See the Lexos dtm module documentation for further details.
Document Statistics Table¤
The doc_stats_df property gives you a pandas DataFrame with statistics for each document:
Example output:
| Documents | hapax_legomena | total_tokens | total_terms | vocabulary_density | hapax_dislegomena |
|---|---|---|---|---|---|
| First Document | 3 | 4 | 4 | 100.00 | 0 |
| Second Document | 3 | 4 | 4 | 100.00 | 0 |
| Third Document | 2 | 4 | 4 | 100.00 | 0 |
- hapax_legomena: Words appearing exactly once in this document
- total_tokens: Total word count
- total_terms: Number of unique words
- vocabulary_density: (unique words / total words) × 100
- hapax_dislegomena: Words appearing exactly twice
Basic Corpus Statistics¤
Get the mean and standard deviation across all documents:
mean_tokens = stats.mean
std_dev = stats.standard_deviation
print(f"Average document length: {mean_tokens:.1f} tokens")
print(f"Standard deviation: {std_dev:.1f}")
Finding Outliers¤
Identify documents that are unusually short or long using two methods:
1. Interquartile Range (IQR) Method:
# Get IQR-based outliers
outliers = stats.get_iqr_outliers()
for doc_id, doc_name in outliers:
print(f"Outlier: {doc_name} (ID: {doc_id})")
# Get the IQR bounds
lower, upper = stats.iqr_bounds
print(f"Normal range: {lower:.0f} to {upper:.0f} tokens")
2. Standard Deviation Method:
Distribution Analysis¤
Understand how document lengths are distributed:
dist_stats = stats.distribution_stats
print(f"Skewness: {dist_stats['skewness']:.2f}")
print(f"Kurtosis: {dist_stats['kurtosis']:.2f}")
print(f"Is normally distributed: {dist_stats['is_normal']}")
print(f"Coefficient of variation: {dist_stats['coefficient_of_variation']:.2f}")
Interpreting the metrics:
- Skewness: Negative means more short docs, positive means more long docs, ~0 is balanced
- Kurtosis: Positive means more extreme values, negative means flatter distribution
- Is normal: Whether the distribution resembles a bell curve (Shapiro-Wilk test, p > 0.05)
- Coefficient of variation: Relative variability (std/mean); lower means more consistent document lengths
Percentile Analysis¤
Get detailed percentile breakdowns:
percentiles = stats.percentiles
print(f"5th percentile: {percentiles['percentile_5']:.0f} tokens")

- WRITTEN INSTRUCTION: Transcribe the passage of the Lexos statistics excerpt that runs from "2. Standard Deviation" up to and including "test, p > 0.05)".

- SUPPLIED MATERIAL:
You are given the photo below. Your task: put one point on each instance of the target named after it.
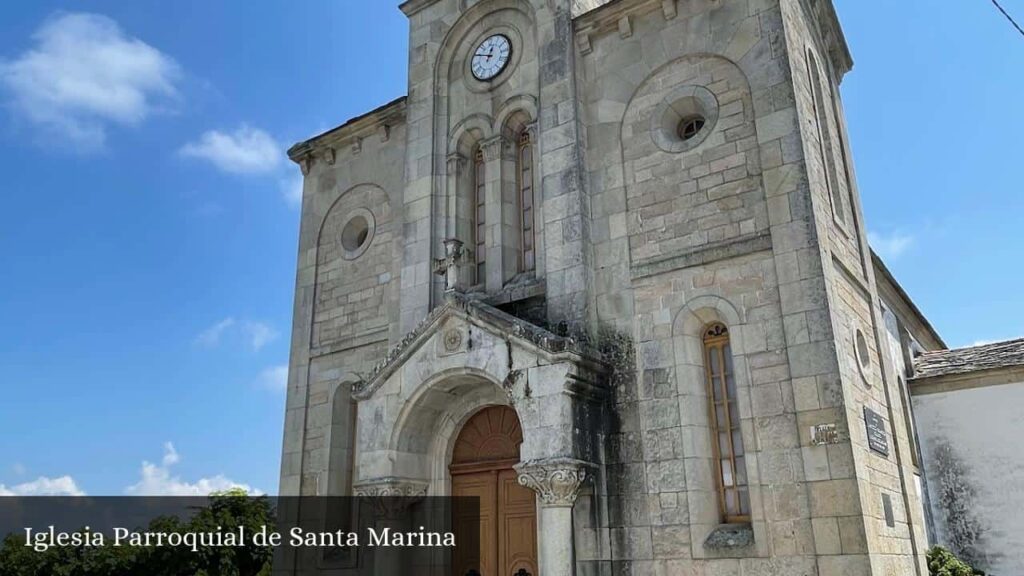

- RESPONSE TO THIS TASK:
2. Standard Deviation Method:
Distribution Analysis¤
Understand how document lengths are distributed:
dist_stats = stats.distribution_stats
print(f"Skewness: {dist_stats['skewness']:.2f}")
print(f"Kurtosis: {dist_stats['kurtosis']:.2f}")
print(f"Is normally distributed: {dist_stats['is_normal']}")
print(f"Coefficient of variation: {dist_stats['coefficient_of_variation']:.2f}")
Interpreting the metrics:
- Skewness: Negative means more short docs, positive means more long docs, ~0 is balanced
- Kurtosis: Positive means more extreme values, negative means flatter distribution
- Is normal: Whether the distribution resembles a bell curve (Shapiro-Wilk test, p > 0.05)